• _WHAT TO DO_
Extract every line of the records below that contains the string "collar", matching case exactly.

-- start of SOURCE MATERIAL --

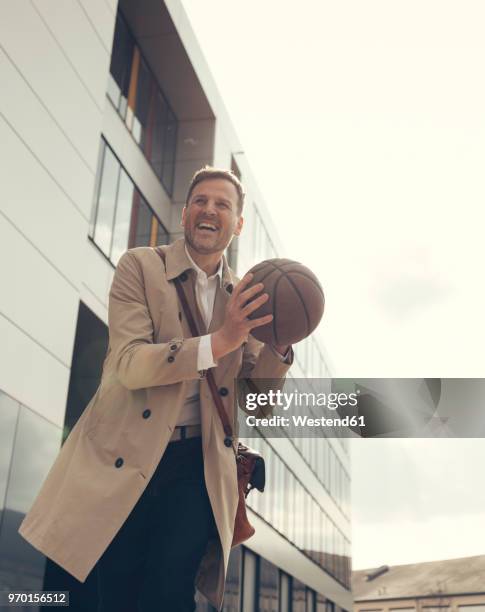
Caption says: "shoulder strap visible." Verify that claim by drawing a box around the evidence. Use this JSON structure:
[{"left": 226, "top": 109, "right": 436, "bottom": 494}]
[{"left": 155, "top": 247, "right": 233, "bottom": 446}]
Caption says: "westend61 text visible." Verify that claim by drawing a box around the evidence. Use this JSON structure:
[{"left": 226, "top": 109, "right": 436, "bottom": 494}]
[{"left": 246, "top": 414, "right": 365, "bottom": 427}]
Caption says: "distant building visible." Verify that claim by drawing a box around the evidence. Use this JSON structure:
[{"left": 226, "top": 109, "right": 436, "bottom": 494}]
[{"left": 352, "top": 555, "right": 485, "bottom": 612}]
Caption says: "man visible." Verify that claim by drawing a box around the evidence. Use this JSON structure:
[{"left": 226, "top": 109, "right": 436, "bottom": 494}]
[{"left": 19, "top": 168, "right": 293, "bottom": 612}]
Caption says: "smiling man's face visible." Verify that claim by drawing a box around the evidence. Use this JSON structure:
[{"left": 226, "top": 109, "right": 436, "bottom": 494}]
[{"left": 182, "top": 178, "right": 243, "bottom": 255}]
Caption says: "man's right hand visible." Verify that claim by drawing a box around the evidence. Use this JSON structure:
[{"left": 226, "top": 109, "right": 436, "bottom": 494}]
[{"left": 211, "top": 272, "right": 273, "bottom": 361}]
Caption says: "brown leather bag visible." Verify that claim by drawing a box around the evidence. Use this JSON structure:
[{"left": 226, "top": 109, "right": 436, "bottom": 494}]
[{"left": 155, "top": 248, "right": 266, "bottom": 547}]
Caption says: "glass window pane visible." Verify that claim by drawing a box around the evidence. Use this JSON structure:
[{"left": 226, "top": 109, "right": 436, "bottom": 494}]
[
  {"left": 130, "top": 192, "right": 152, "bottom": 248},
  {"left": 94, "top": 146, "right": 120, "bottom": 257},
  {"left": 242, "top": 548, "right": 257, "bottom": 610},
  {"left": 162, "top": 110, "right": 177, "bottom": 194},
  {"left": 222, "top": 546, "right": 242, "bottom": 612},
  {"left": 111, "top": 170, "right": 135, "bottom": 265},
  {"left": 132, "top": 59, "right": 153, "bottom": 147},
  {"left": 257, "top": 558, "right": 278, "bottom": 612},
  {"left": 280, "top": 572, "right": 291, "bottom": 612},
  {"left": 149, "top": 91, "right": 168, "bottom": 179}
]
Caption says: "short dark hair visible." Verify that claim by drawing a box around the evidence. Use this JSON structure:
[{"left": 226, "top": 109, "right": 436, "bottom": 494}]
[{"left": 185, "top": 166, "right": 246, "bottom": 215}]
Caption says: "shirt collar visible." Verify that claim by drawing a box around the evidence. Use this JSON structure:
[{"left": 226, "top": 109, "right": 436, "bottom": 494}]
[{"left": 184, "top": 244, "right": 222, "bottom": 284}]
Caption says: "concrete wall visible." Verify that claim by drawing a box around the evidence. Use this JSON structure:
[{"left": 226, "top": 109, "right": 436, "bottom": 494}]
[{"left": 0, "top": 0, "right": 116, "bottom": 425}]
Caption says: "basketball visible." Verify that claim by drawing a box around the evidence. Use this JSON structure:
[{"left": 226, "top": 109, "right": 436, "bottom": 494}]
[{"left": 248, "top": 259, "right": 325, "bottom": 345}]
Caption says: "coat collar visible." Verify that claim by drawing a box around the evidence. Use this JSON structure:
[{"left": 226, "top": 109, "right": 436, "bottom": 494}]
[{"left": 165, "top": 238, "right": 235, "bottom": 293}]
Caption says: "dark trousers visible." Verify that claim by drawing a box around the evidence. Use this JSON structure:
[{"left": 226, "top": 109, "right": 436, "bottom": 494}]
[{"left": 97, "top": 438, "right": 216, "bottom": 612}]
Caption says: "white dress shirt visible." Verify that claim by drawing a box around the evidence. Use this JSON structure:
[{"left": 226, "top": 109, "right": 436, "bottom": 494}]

-- end of SOURCE MATERIAL --

• _EXERCISE RESULT_
Caption says: "shirt collar visible." Verify that claim by drawing a box around the evidence. Use this JSON structure:
Caption says: "coat collar visible." Verify that claim by drawing a box around the evidence. Use this JSON structure:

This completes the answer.